GIVEN PROBLEM:
Add 82 to every answer point coordinate in all the records below, leaving the numbers in the requests and their format samples unchanged. Write out every line again, requests included, and omit the pictures.

GIVEN RECORDS:
-=-=-=-=-
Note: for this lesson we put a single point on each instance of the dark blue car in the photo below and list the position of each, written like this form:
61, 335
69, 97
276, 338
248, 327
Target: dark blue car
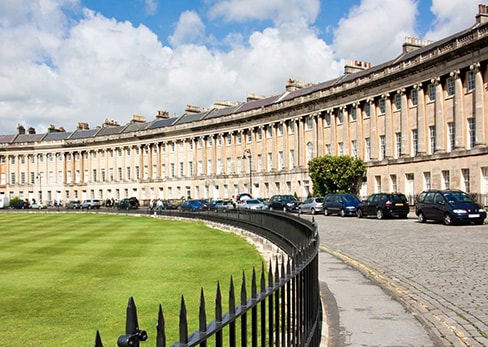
448, 206
340, 204
193, 206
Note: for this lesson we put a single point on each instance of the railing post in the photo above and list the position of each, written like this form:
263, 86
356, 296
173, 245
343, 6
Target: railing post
133, 335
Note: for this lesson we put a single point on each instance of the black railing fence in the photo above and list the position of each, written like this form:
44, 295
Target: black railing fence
283, 308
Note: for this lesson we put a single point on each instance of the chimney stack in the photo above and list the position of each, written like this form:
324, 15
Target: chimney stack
162, 114
482, 16
192, 109
353, 66
83, 126
412, 43
20, 129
-=-=-=-=-
RESPONSE TO THIS TASK:
Note: for this lesson we put a single point on each instance of the dark blue car in the photo below and list the position of each, written like this form:
61, 335
69, 97
276, 338
248, 327
Target: dark blue car
530, 288
422, 286
275, 288
Note: for this lesson we put a single point on each instance of the railing post in the photo above and list the position of each, written like this form:
263, 86
356, 296
173, 245
343, 6
Target: railing post
215, 417
Note: for this lesson we put a single point on each instance of the black railing fence in the photo above and list the position of each, written like this form:
44, 295
Target: black railing fence
365, 390
Note: for this lesson we put a single point on each instance of the chimney stack in the photo above and list the position of each, written like this form:
324, 15
Target: chimney stack
244, 196
564, 98
274, 191
435, 148
165, 208
494, 125
102, 211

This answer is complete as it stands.